* **EXCERPT PROVIDED**
=== Begin Enclosure ===

The Eleventh Hour: Gissendaner’s Stay of Execution Denied

Last month, Georgia was at the center of the national spotlight as Kelly Gissendaner, the only female Georgian on death row, was due for execution after being convicted of murdering her husband, Douglas Gissendaner in 1997. Prior to her death, the Eleventh Circuit heard Ms. Gissendaner’s appeal for a stay of execution. Gissendaner v. Comm’r, Georgia Dep’t of Corr., No. 15-14335, 2015 WL 5714152 (11th Cir. Sept. 29, 2015).

Ms. Gissendaner’s execution was originally scheduled for March 2, 2015. However, that evening the “doctor and … pharmacist were concerned about the cloudiness of the drugs and believed that they were not appropriate for medical use.” Id. at *4. Due to this concern, defendants postponed the execution. Based on this incident, Ms. Gissendaner brought suit in district court alleging Eighth Amendment violations for (1) being left in a state of uncertainty for nearly thirteen hours as she waited to be executed and (2) Georgia’s lethal injection protocol being unconstitutional. The district court granted defendants’ motion to dismiss Ms. Gissendaner’s claim. On September 29, 2015—the day in which the execution was rescheduled for—the Eleventh Circuit affirmed the district court’s decision. Ms. Gissendaner was executed early the next morning.

In its opinion, the Eleventh Circuit contributed to the district court’s reasoning by tying in one of the United States Supreme Court’s most controversial opinions of the summer, Glossip v. Gross, 135 S.Ct. 2726 (2015). Id. The court cited Glossip, stating that in order for Ms. Gissendaner to successfully challenge a method of execution, she must prove that the method “is sure or very likely to cause serious illness and needless suffering, and give rise to sufficiently imminent dangers.” Id. Additionally, the challenger will then need to establish an alternative method that is “readily implemented, and in fact significantly reduce[s] a substantial risk of severe pain.” Id. The court also emphasized that the Constitution does not protect against all risks of pain inherent in a method of execution. Id. at *2.

=== End Enclosure ===

* **TASK BRIEF**
Continue the article above on Kelly Gissendaner's denied stay of execution, picking up after its final sentence. The listing that comes next is separate material, distinct from the article above.

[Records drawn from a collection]
=== Begin Enclosure ===

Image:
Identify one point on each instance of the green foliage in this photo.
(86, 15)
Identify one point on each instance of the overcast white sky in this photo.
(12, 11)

=== End Enclosure ===

* **RESPONSE AREA**
The Eleventh Circuit found that Ms. Gissendaner failed to meet the Glossip standard. Rather than establishing the proper risk for serious suffering, Ms. Gissendaner alleged that defendants’ conduct on March 2, 2015 suggested that there might be a problem with the lethal injection. The Eleventh Circuit disagreed with Ms. Gissendaner, stating that defendants’ behavior, if anything, suggested that they were cautious and took steps to avoid a risk of substantial harm in the execution process. As a result, the court determined that Ms. Gissendaner failed to meet the Iqbal standards of pleading “enough facts to state a claim to relief that is plausible on its face.” Id. at *2. The court also held, Ms. Gissendaner failed to mention an alternative method of execution as required by Glossip.

Judge Jordan filed a lone dissent stating sufficient facts were alleged to meet the Iqbal pleading standard and that the district court failed to accept all of the allegations as true or construe those allegations in the light most favorable to Ms. Gissendaner. Furthermore, the dissent distinguished Ms. Gissendaner’s current claim as an “as-applied” challenge to Georgia’s injection method as opposed to a “facial” challenge. Id. at *12. Ms. Gissendaner did not claim that the drug was unconstitutional on its face, Judge Jordan explained, but rather that the drug was dispensed unconstitutionally based on the State receiving defective cloudy drugs. Where a claim is not facial, Judge Jordan stated, a party does not have to identify an alternative method of execution. The majority disagreed with Judge Jordan, citing Baze v. Rees, 553 U.S. 35, 49 (2008), which not only had a very similar claim to Ms. Gissendaner’s, but was the first case where the Supreme Court announced the alternative method requirement.